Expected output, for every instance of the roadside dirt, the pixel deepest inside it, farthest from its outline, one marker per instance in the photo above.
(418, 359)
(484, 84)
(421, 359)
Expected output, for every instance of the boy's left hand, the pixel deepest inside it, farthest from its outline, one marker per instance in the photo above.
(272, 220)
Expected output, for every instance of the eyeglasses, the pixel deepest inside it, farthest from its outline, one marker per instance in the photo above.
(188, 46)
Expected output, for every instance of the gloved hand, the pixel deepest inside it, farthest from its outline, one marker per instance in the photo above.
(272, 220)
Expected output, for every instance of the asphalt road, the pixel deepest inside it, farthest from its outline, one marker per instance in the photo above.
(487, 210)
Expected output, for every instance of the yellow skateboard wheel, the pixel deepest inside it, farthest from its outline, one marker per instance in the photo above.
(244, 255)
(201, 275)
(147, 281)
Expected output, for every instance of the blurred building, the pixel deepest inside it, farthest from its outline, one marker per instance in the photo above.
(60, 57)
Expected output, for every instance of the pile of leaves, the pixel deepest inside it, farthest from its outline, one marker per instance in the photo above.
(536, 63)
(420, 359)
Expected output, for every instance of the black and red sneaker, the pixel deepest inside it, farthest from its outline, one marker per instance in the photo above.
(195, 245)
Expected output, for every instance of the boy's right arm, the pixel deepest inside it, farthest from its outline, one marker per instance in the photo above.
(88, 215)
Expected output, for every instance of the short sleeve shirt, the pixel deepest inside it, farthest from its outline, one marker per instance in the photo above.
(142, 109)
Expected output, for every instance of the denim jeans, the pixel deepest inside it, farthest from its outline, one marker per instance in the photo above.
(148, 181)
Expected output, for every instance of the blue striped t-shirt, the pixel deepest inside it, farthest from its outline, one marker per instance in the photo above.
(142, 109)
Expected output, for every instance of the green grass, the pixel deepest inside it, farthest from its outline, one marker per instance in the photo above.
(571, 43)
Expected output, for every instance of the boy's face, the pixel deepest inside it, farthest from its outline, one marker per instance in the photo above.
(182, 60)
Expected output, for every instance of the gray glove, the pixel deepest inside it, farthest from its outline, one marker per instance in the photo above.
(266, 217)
------------------------------------
(Your task): Only an exact transcription of all the records above counts as an answer.

(Solution to this task):
Expected output, for every instance of the roadside dirt, the pixel deepest inside it, farthest from its outline, one marker per instance in the photo above.
(418, 359)
(484, 84)
(421, 359)
Expected output, for every instance of the boy's left hand, the pixel deepest inside it, farthest from its outline, one marker per instance in the photo above.
(272, 220)
Expected output, for every instance of the eyeglasses, the pixel deepest inside it, farthest from its outline, one marker per instance in the photo above.
(188, 46)
Expected output, for every instance of the gloved hand, the pixel deepest inside it, farthest from its outline, one marker per instance in the photo above.
(272, 220)
Expected output, for every instance of the asphalt road, the pixel deepest inside it, farthest from its outline, one marker per instance in the photo above.
(487, 210)
Expected output, for every instance of the yellow skateboard wheel, the pixel deepest inside it, farthest from its outline, one marker per instance in the photo above.
(244, 255)
(201, 275)
(147, 281)
Expected output, for every instance of the blurred building, the pixel deepest inside it, farthest from its outline, one marker per instance in the photo above.
(60, 57)
Expected output, for every instance of the pile of leaves, the pixel deepest inside it, farthest from its outline, one marker per instance in the photo above.
(536, 63)
(420, 359)
Expected output, for every instance of the black and red sneaker, the pixel deepest inside it, farthest from its outline, one marker per instance in the photo above.
(195, 245)
Expected output, for every instance of the boy's right arm, the pixel deepest inside it, farthest from its outline, one marker per instance in the photo above.
(88, 215)
Expected output, for every instance of the short sleeve shirt, the pixel deepest inside it, farthest from its outline, one marker per instance in the photo above.
(142, 109)
Expected output, for every instance of the denim jeans, the pixel deepest inside it, farthest from its outline, one marker per instance in the photo above.
(148, 181)
Expected output, for every instance of the blue striped t-shirt, the pixel deepest inside it, farthest from its outline, one marker per instance in the photo above.
(142, 109)
Expected output, for every instance of the green grass, the pixel deepest inside it, farthest from its outline, one marker per instance in the photo above.
(571, 43)
Expected output, for every instance of the boy's face, the pixel deepest inside it, farthest from its outline, one marker per instance in the photo above.
(182, 60)
Expected output, for every instance of the gray glove, the pixel deepest inside it, farthest from its outline, one marker per instance in the photo above.
(266, 217)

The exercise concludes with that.